THE EXERCISE: Copy the data below without any change, starting at the line containing "dry grass blade." and continuing down through the line containing "column 144, row 490", including both of those lines.

DATASET:
****
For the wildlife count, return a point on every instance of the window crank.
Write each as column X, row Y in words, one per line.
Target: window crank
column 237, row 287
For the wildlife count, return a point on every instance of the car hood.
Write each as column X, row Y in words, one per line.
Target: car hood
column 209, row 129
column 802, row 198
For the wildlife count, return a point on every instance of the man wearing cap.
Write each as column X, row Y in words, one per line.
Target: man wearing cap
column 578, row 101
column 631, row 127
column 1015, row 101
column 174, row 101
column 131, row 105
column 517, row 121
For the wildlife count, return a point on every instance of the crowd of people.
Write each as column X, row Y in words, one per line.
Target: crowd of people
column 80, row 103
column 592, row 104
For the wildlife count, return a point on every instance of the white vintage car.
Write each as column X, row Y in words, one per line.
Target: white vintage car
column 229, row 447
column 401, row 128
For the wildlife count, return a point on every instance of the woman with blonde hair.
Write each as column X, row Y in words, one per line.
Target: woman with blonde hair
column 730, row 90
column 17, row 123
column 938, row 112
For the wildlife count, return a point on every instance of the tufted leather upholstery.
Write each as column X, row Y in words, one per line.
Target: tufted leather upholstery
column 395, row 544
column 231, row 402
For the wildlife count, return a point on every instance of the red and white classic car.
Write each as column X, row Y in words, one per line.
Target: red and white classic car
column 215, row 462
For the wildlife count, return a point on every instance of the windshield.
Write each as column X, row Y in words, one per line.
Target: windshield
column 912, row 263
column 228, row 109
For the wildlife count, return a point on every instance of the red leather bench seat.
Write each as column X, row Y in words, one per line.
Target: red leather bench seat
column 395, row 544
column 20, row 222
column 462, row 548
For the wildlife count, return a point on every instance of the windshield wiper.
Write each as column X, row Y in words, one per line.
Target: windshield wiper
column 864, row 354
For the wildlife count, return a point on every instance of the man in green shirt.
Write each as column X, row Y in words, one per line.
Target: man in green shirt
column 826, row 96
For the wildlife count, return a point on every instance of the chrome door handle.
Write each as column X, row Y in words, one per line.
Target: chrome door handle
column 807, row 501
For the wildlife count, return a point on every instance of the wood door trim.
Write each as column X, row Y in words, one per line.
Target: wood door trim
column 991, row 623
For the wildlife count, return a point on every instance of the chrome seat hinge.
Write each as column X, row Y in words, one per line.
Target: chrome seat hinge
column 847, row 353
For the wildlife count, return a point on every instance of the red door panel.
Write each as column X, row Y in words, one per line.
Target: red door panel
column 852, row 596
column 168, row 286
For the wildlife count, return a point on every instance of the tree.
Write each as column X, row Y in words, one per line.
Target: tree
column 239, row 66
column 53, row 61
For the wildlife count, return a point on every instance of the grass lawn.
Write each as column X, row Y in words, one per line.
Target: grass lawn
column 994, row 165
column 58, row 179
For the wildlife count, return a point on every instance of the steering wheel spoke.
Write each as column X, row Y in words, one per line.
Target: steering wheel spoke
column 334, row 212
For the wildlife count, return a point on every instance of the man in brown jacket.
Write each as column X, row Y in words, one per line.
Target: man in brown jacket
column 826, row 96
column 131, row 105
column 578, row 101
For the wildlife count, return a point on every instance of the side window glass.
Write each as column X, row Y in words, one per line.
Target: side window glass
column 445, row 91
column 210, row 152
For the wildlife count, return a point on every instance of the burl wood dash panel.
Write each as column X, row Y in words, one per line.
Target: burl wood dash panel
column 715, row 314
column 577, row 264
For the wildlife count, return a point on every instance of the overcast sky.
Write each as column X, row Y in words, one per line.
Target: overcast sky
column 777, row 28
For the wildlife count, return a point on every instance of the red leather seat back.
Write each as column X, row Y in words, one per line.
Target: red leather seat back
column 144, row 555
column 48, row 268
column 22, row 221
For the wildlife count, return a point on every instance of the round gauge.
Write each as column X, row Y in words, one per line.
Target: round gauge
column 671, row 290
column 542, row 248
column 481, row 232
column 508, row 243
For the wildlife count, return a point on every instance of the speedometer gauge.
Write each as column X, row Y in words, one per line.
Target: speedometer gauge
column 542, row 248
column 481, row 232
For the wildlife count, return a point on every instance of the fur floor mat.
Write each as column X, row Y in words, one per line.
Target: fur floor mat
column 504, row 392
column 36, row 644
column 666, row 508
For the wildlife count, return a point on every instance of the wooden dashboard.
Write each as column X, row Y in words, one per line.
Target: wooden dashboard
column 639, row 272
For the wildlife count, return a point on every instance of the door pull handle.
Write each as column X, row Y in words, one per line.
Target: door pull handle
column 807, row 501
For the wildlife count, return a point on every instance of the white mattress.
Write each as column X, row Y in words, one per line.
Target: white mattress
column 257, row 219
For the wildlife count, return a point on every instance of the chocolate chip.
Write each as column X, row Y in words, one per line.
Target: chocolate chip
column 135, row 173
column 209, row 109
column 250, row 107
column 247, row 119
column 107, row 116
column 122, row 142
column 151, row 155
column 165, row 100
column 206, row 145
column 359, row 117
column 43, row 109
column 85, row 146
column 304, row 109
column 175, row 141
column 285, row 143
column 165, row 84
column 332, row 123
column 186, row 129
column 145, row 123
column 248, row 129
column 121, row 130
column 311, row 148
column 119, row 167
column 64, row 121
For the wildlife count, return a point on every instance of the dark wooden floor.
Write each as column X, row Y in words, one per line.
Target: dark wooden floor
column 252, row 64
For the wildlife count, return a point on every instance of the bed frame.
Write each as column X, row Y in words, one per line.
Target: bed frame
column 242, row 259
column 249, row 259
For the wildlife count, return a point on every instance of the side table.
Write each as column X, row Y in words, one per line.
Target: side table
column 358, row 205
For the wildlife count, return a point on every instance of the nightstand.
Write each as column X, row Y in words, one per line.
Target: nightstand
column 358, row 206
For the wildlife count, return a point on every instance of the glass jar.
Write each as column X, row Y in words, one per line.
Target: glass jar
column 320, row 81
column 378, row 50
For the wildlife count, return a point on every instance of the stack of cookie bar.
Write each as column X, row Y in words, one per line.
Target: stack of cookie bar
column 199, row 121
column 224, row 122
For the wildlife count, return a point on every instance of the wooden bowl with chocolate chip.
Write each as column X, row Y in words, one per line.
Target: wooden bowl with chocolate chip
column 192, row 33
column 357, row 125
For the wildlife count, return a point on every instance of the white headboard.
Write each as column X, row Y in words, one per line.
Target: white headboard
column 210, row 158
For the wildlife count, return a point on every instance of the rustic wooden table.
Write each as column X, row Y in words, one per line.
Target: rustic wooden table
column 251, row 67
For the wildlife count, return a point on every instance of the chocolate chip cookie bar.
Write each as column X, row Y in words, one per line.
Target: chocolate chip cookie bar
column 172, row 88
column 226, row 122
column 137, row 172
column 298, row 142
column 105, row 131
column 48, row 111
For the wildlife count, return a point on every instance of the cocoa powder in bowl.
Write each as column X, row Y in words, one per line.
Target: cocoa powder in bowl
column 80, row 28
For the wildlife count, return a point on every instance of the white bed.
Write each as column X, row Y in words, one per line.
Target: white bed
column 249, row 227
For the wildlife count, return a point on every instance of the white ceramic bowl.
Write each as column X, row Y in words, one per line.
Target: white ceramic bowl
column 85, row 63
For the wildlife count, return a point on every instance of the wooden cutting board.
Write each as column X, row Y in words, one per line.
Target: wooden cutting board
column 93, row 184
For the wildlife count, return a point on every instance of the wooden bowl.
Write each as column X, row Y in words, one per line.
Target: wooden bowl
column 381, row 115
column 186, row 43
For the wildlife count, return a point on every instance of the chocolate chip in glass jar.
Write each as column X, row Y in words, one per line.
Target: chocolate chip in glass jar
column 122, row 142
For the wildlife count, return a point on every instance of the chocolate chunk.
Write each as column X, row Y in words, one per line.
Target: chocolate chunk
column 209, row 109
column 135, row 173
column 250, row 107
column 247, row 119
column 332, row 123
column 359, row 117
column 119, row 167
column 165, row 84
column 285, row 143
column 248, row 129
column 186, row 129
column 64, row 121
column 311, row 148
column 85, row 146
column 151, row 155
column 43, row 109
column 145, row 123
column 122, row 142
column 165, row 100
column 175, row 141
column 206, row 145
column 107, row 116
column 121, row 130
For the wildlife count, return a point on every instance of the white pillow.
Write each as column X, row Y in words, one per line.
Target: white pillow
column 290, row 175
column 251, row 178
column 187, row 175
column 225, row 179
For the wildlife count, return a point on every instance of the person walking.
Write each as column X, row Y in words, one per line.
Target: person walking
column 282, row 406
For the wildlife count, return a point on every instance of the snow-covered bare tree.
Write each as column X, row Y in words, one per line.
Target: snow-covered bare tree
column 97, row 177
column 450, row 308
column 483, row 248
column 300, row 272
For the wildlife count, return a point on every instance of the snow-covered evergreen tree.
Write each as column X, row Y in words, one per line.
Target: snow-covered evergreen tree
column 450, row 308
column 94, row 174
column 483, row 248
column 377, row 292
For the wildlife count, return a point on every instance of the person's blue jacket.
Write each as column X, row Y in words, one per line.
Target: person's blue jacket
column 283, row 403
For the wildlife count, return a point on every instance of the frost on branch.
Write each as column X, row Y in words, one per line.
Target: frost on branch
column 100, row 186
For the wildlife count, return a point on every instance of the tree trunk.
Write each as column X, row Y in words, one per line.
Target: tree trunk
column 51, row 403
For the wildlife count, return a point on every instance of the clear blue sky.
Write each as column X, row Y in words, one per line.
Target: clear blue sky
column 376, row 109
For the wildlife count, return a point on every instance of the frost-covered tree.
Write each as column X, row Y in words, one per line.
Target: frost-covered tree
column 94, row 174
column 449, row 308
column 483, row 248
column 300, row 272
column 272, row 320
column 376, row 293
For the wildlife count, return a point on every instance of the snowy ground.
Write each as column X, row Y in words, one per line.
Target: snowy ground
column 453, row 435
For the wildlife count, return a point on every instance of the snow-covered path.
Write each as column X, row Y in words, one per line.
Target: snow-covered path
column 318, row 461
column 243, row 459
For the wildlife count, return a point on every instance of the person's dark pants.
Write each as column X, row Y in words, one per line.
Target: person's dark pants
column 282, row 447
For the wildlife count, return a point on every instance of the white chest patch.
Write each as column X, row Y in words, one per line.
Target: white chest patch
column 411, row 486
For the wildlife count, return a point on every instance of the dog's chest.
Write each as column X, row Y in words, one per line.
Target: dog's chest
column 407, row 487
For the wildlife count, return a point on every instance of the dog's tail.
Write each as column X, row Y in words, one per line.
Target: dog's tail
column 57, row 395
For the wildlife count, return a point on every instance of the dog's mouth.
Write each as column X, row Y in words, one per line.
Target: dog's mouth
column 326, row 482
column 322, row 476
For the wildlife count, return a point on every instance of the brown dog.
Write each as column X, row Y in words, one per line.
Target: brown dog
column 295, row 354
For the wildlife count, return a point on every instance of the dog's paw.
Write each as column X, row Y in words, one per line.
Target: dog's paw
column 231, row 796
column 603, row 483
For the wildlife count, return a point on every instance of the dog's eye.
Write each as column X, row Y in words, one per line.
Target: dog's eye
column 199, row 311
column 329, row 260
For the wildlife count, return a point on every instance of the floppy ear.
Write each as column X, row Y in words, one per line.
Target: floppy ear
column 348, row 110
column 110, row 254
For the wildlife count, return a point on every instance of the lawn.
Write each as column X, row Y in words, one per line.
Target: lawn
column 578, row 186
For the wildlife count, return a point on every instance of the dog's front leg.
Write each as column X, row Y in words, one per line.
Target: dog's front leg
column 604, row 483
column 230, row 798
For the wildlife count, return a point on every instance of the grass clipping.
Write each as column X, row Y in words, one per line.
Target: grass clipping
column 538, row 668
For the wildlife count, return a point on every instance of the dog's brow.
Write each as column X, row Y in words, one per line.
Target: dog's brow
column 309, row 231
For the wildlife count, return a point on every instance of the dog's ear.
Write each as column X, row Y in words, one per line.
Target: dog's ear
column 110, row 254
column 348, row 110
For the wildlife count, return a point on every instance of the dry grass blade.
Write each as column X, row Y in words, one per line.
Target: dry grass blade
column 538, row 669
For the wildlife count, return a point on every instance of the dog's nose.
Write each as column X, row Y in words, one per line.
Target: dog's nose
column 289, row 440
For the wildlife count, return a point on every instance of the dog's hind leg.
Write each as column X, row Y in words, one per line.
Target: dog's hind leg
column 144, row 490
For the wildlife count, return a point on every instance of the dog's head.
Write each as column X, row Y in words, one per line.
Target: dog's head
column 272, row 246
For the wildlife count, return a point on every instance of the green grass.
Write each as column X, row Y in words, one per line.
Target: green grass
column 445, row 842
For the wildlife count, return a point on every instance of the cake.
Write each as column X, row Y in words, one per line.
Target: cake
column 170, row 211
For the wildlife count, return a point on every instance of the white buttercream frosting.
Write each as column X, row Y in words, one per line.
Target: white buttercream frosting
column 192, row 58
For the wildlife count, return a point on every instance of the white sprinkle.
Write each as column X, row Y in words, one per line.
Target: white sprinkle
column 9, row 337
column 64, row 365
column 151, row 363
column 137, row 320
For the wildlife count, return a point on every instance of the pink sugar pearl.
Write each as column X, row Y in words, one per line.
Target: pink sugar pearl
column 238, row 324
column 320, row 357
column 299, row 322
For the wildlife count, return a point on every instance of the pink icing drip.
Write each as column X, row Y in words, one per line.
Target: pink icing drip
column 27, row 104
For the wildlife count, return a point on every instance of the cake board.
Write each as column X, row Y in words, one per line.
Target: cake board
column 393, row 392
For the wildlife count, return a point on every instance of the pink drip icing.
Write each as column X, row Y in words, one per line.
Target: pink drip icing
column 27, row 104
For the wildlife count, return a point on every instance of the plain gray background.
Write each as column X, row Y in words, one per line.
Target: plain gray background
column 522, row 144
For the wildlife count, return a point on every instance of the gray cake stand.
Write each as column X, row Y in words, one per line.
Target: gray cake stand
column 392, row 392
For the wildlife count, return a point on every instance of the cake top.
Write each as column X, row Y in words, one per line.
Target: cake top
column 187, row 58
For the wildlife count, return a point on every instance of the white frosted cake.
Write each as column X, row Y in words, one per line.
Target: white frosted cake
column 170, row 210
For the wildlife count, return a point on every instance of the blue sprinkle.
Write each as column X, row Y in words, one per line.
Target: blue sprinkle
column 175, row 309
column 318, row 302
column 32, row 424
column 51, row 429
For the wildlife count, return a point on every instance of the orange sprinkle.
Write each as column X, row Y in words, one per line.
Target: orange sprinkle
****
EXPECTED ANSWER:
For the wildlife count, return a point on every instance of the dry grass blade.
Write each as column X, row Y in words, one per line.
Target: dry grass blade
column 538, row 669
For the wildlife count, return a point on every instance of the dog's nose.
Write each as column X, row Y in words, one per line.
Target: dog's nose
column 289, row 440
For the wildlife count, return a point on every instance of the dog's hind leg.
Write each as column X, row Y in words, one per line.
Target: dog's hind leg
column 144, row 490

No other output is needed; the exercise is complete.